→ **Problem requirements**
Nothing may be dropped or added when the entries below are copied.

[[ Exercise inputs, beginning ]]

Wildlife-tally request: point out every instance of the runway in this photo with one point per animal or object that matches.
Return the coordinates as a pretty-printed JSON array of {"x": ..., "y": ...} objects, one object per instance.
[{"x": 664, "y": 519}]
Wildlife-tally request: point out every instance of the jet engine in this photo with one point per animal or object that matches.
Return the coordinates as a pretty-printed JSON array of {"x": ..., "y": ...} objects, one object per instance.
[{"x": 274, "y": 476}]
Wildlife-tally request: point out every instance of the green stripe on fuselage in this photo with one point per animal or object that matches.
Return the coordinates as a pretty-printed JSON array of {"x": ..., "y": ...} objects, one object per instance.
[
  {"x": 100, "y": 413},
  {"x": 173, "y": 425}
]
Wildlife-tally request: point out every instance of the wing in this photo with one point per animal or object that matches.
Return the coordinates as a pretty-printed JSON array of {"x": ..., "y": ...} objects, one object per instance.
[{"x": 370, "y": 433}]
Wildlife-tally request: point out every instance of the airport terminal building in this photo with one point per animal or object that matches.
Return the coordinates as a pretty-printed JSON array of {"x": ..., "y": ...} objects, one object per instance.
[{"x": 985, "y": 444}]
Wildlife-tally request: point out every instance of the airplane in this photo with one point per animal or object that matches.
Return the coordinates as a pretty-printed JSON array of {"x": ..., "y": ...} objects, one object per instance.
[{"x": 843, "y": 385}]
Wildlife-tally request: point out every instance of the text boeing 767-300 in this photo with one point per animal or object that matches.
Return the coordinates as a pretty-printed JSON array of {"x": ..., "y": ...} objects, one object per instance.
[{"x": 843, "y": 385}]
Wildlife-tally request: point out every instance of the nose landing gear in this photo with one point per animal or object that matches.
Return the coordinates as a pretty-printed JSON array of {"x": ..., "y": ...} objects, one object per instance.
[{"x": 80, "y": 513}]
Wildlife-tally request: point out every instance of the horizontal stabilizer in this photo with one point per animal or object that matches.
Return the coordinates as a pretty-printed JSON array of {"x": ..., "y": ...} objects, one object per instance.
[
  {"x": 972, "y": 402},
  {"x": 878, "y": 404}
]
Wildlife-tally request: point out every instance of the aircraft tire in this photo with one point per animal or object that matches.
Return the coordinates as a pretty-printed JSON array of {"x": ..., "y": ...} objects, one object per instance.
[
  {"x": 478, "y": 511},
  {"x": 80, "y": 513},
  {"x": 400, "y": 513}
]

[[ Exercise inputs, end ]]

→ **Output of the exercise**
Wildlife-tally request: point out every instance of the runway in this photo with one point per animal or object that matches.
Return the coordinates as a pretty-printed JSON array of {"x": ..., "y": ...} objects, one object per instance.
[{"x": 664, "y": 519}]
Wildlife-tally request: point out every instance of the jet engine in this photo with one point per animal or object that matches.
Return the coordinates as a pretty-printed JSON array of {"x": ..., "y": ...} objects, one object per instance.
[{"x": 274, "y": 476}]
Wildlife-tally request: point out every instance of the green stripe on fuselage in this photo with one point per animal or object that matches.
Return the coordinates as a pretty-printed JSON array of {"x": ..., "y": ...} objects, one object per instance.
[
  {"x": 100, "y": 413},
  {"x": 173, "y": 425}
]
Wildlife-tally request: point out every instance of the wing in this photo with one point per animal or object that matches.
Return the coordinates as a pretty-printed JSON array of {"x": ..., "y": ...} objects, one object per instance.
[{"x": 370, "y": 433}]
Wildlife-tally request: point out every instance of the airport terminal building in this photo with one point per animal or object that matches.
Return the coordinates as a pretty-printed JSON array of {"x": ..., "y": ...} objects, one object per instance.
[{"x": 985, "y": 444}]
Wildlife-tally request: point out every instance of the airplane in this photo with one point per animal or object that matches.
Return the coordinates as a pretty-printed JSON array of {"x": ..., "y": ...} objects, one object per instance.
[{"x": 843, "y": 385}]
Wildlife-tally request: point out every instance of the text boeing 767-300 in this photo with one point per animal or object that matches.
Return the coordinates as a pretty-printed JSON array of {"x": ..., "y": ...} objects, one object per instance.
[{"x": 843, "y": 385}]
Wildlife-tally request: point out every instance of the nose landing gear in this photo with one point per animal or object that matches.
Return the coordinates as a pretty-printed JSON array of {"x": ..., "y": ...} objects, one object per instance.
[{"x": 80, "y": 513}]
Wildlife-tally request: point out every instance of the horizontal stabilizer in this photo with one point per animal or object that matches.
Return the coordinates as a pretty-printed JSON array of {"x": ..., "y": ...} objects, one object per instance.
[
  {"x": 972, "y": 402},
  {"x": 878, "y": 404}
]
Wildlife-tally request: point out every instance of the aircraft tire in this photo with one point per animal or object that matches.
Return the coordinates as a pretty-printed JSON array of {"x": ..., "y": ...} objects, one object per instance.
[
  {"x": 478, "y": 511},
  {"x": 80, "y": 513},
  {"x": 400, "y": 513}
]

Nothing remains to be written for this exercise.